## Tasks
#1 Return the part of the bird flu article between "Thursday, March 16, 2006" and "spread among people.", inclusive, copied word for word.
#2 Using the bird flu article, answer these questions:
(a) Who led the research group behind the study?
(b) What is the name of the key protein in question?
(c) Which flu outbreak occurred in 1957?
#3 Write what comes next in the bird flu article, picking up after its final sentence.

Thursday, March 16, 2006

Scientists think protein in h5n1 bird flu is key to human to human mutation

A study published in March 16th’s online addition of the Journal Of Science by a research group led by Ian Wilson at the Scripps Research Institute said they have determined the structure of a key protein of the H5 bird flu virus.

The structure of this key protein reveals that certain mutations could ease the deadly virus spread among people.

This protein (hemagglutinin) attaches itself to different cell receptors in avian and human-type flu, which may explain why most bird flu viruses do not spread between humans, according to the researchers.

The three known virus outbreaks 1918( Spanish Flu ), 1957 ( Asian Flu ) and 1968 ( Hong Kong Flu ), were caused after the hemagglutinin(the key protein in question), of these viruses became adapted to the human population.

## Data to examine
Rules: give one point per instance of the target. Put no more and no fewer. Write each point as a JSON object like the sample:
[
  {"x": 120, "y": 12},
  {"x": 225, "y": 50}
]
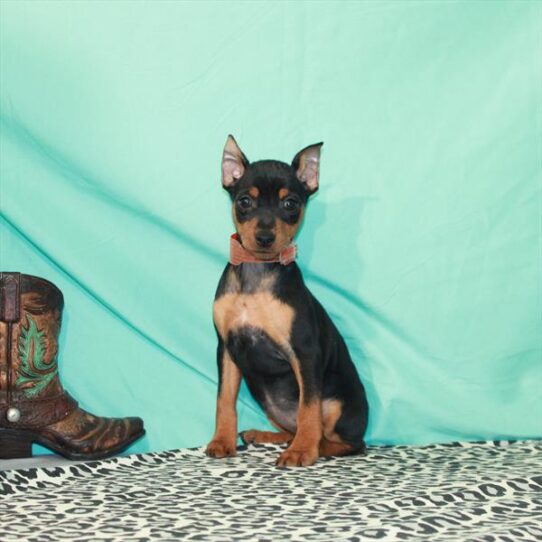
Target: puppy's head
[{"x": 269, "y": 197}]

* * *

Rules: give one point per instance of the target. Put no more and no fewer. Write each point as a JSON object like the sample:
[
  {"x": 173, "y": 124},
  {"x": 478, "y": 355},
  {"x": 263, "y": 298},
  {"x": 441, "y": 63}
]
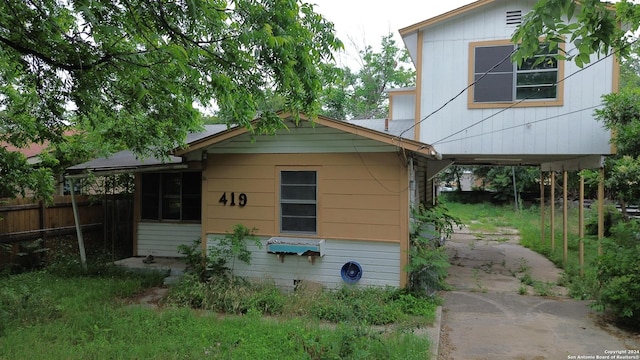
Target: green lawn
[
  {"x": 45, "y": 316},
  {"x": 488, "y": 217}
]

* * *

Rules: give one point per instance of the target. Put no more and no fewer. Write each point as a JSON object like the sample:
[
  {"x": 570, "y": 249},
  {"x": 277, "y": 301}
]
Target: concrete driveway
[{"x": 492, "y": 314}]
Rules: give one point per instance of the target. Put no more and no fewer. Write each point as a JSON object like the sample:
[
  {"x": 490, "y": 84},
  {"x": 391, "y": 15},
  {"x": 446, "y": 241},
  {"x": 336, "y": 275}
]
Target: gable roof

## List of answers
#1
Thursday, March 16, 2006

Scientists think protein in h5n1 bird flu is key to human to human mutation

A study published in March 16th’s online addition of the Journal Of Science by a research group led by Ian Wilson at the Scripps Research Institute said they have determined the structure of a key protein of the H5 bird flu virus.

The structure of this key protein reveals that certain mutations could ease the deadly virus spread among people.

#2
(a) Ian Wilson
(b) Hemagglutinin
(c) The Asian Flu

#3
Although hemagglutinin of the H5 virus looked very similar to the H1N1 virus (Researchers believe this caused the 1918 Spanish flu) , these mutations do not cause the bird flu virus to prefer a human receptor, the researchers found.

However, the researchers noted that some of these mutations may make the H5 bird flu virus hemagglutinin more likely to bind to human lung epithelial cells, providing a possible “foothold” for the virus in the human population.

“Thus, such mutations provide one possible route by which H5 viruses could gain a foothold into the human population,” they said.